--- PROVIDED PASSAGE ---
They’re murdering the peasants and, sending them away everywhere.
It’s oppression, oppression, oppression.” I saw near Moscow a
group of hungry looking, miserable peasants being driven along by a Red
Army soldier with his bayonet fixed, on his rifle. The treatment of
the other peasants has been equally cruel. Their land and, livestock
taken away from them, they have been condemned to the status of starving,
landless serfs.
The
final reason for the famine in Soviet Russia has been the Soviet export of
food stuffs. So anxious has the Soviet Government been to meet its
obligations abroad that it has exported grain, butter, and eggs in order
to buy machinery while the population was starving at home. In this
respect the Soviet Government has followed the example of the Tsarist
Government, which used to export grain even in a year of food
shortage. There was never in Tsarist Russia, however, a famine which
hit every part of Russia as today. To export food at such a period
has aggravated the hunger, and although the Soviet Government deserves
praise for its habit of paying punctually it has by its policy harmed the
health and endangered the life of a considerable section of its
population.
The
taking of the land away from the peasant, the massacre of the cattle, the
exile of the most hard-working peasants, and the export of food-those are
the four main reasons why there is famine in Russia to-day.
---
STATED GOAL 1: Reproduce everything in the records from the line containing "mark: the blue sky, one point per instance" down to the end of the records, including both of those ends.
The records have no connection to the passage on the Soviet famine.
--- TASK MATERIAL ---
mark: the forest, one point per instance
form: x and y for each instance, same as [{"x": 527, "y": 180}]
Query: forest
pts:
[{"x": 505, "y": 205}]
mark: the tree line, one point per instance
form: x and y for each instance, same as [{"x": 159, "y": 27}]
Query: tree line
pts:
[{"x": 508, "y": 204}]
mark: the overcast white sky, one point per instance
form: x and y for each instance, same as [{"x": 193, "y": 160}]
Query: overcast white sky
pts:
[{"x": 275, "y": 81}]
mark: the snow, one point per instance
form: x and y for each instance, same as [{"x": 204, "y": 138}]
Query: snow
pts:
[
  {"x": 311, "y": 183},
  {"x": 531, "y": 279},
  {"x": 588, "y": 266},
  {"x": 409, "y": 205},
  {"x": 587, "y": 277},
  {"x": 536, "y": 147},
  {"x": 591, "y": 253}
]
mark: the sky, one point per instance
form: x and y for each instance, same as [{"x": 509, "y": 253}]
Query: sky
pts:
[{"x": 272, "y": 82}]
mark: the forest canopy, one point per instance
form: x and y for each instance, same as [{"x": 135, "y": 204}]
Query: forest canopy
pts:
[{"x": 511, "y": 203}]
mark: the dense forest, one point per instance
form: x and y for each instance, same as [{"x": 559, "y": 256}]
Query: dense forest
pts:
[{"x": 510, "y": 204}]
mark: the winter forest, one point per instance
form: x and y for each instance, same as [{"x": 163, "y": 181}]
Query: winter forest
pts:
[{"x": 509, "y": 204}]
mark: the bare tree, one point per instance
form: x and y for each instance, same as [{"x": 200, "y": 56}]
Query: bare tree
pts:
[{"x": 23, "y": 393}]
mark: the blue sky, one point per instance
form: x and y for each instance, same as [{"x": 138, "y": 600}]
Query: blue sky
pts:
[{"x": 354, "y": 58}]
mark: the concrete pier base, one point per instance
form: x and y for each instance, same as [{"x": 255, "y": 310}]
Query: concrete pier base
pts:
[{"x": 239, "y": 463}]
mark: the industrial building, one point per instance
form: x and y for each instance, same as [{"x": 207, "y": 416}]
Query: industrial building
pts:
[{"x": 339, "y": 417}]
---
STATED GOAL 2: According to the passage on the Soviet famine, which foodstuffs did the Soviet Government export in order to buy machinery?

RESPONSE 1:
mark: the blue sky, one point per instance
form: x and y for each instance, same as [{"x": 138, "y": 600}]
Query: blue sky
pts:
[{"x": 354, "y": 58}]
mark: the concrete pier base, one point per instance
form: x and y for each instance, same as [{"x": 255, "y": 310}]
Query: concrete pier base
pts:
[{"x": 239, "y": 463}]
mark: the industrial building, one point per instance
form: x and y for each instance, same as [{"x": 207, "y": 416}]
Query: industrial building
pts:
[{"x": 339, "y": 417}]

RESPONSE 2: Grain, butter, and eggs.